Tam has defined the construct of Dispositional Empathy with Nature (DEN) to describe "the dispositional tendency to understand and share the emotional experience of the natural world, (Tam, 2013, p. 1). Tam has developed and validated an instrument for assessing DEN and found that, across five studies with over eight hundred participants, DEN predicted conservation behavior.

Across the literature, gender is found to be a mediating factor for empathy, with girls displaying greater ability and motivation to practice empathy.

== Methods of cultivation ==
Empathy is teachable, and numerous educational programs and interventions have been developed to foster ecological empathy, in both youth and adults.

=== Environmental education ===
Environmental education (EE) is a broad, multidisciplinary field that supports students' engagement with nature, understanding of ecological systems, exploration of complex environmental problems, and the development of habits, lifestyles, and actions that promote conservation.

According to the Environmental Protection Agency (EPA), "Environmental education is a process that allows individuals to explore environmental issues, engage in problem solving, and take action to improve the environment. As a result, individuals develop a deeper understanding of environmental issues and have the skills to make informed and responsible decisions".

### WRITTEN INSTRUCTION A:
Retype the location labeling records without changes, starting at the line that contains "Could you point out the white six-panel" and continuing through the end of the records, with both of those lines included.

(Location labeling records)

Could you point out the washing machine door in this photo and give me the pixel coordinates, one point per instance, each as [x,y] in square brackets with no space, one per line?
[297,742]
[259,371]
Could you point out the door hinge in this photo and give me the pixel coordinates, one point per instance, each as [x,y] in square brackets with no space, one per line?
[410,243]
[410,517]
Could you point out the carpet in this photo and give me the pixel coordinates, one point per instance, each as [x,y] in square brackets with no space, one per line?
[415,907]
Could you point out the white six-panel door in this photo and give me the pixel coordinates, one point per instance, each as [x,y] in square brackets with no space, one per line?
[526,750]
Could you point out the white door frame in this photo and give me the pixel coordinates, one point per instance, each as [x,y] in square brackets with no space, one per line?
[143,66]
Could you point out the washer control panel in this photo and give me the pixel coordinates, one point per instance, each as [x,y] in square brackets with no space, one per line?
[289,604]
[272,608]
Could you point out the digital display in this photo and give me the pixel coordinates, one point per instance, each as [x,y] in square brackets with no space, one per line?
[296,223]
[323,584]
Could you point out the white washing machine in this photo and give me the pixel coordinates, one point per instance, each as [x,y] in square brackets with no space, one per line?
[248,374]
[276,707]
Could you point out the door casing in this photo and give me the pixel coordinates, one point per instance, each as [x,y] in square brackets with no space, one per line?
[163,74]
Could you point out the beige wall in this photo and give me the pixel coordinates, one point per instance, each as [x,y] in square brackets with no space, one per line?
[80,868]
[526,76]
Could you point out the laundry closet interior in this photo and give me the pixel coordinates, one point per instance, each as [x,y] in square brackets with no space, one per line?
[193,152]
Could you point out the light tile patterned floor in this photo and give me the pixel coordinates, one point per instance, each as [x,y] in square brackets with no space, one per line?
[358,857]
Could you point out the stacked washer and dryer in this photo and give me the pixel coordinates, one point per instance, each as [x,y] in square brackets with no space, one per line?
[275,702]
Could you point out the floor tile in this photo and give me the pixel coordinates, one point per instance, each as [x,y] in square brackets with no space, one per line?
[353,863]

### WRITTEN INSTRUCTION B:
Echo word for word the part of the ecological empathy excerpt from "Tam has defined" to "youth and adults.".

### CORRECT RESULT A:
Could you point out the white six-panel door in this photo and give me the pixel coordinates, one point per instance, each as [x,y] in square brackets with no space, one per line?
[526,750]
Could you point out the white door frame in this photo and give me the pixel coordinates, one point per instance, each as [x,y] in square brackets with no space, one per line?
[143,66]
Could you point out the washer control panel in this photo and give me the pixel coordinates, one point per instance, each as [x,y] in square brackets with no space, one per line?
[289,604]
[272,608]
Could you point out the digital display in this photo and give me the pixel coordinates, one point per instance, each as [x,y] in square brackets with no space, one per line?
[296,223]
[323,584]
Could you point out the white washing machine in this photo and give me the pixel coordinates, one point per instance, each as [x,y] in square brackets with no space, one per line?
[248,374]
[276,707]
Could you point out the door casing in this photo and give me the pixel coordinates, one point per instance, each as [x,y] in square brackets with no space, one per line?
[163,74]
Could you point out the beige wall in this photo and give me the pixel coordinates, one point per instance, each as [x,y] in square brackets with no space, one per line?
[80,868]
[526,76]
Could you point out the laundry closet interior in this photo and give me the pixel coordinates, one point per instance, each as [x,y] in square brackets with no space, one per line?
[193,152]
Could you point out the light tile patterned floor in this photo and give me the pixel coordinates, one point per instance, each as [x,y] in square brackets with no space, one per line?
[358,857]
Could you point out the stacked washer and dryer in this photo and give me the pixel coordinates, one point per instance, each as [x,y] in square brackets with no space, one per line?
[275,702]
Could you point out the floor tile in this photo and give me the pixel coordinates, one point per instance, each as [x,y] in square brackets with no space, one per line?
[353,863]

### CORRECT RESULT B:
Tam has defined the construct of Dispositional Empathy with Nature (DEN) to describe "the dispositional tendency to understand and share the emotional experience of the natural world, (Tam, 2013, p. 1). Tam has developed and validated an instrument for assessing DEN and found that, across five studies with over eight hundred participants, DEN predicted conservation behavior.

Across the literature, gender is found to be a mediating factor for empathy, with girls displaying greater ability and motivation to practice empathy.

== Methods of cultivation ==
Empathy is teachable, and numerous educational programs and interventions have been developed to foster ecological empathy, in both youth and adults.